§ Task directions
Arrange these rows as a Markdown table with two columns, Line and Text: put each row's number under Line and its wording under Text, and leave out blank lines.

§ Records shown
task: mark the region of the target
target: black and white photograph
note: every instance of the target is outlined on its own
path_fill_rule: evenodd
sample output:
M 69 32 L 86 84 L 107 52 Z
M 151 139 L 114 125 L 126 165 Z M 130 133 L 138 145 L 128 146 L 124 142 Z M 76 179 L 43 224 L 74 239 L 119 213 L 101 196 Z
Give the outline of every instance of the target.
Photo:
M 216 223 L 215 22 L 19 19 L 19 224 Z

§ Correct response
| Line | Text |
|---|---|
| 1 | task: mark the region of the target |
| 2 | target: black and white photograph |
| 3 | note: every instance of the target is outlined on its own |
| 4 | path_fill_rule: evenodd |
| 5 | sample output: |
| 6 | M 69 32 L 86 84 L 107 52 Z |
| 7 | M 151 139 L 114 125 L 126 165 Z M 130 133 L 138 145 L 128 146 L 124 142 Z M 76 179 L 43 224 L 74 239 L 119 213 L 101 196 Z |
| 8 | Give the outline of every instance of the target. |
| 9 | Photo: |
| 10 | M 216 223 L 215 22 L 19 19 L 19 224 Z |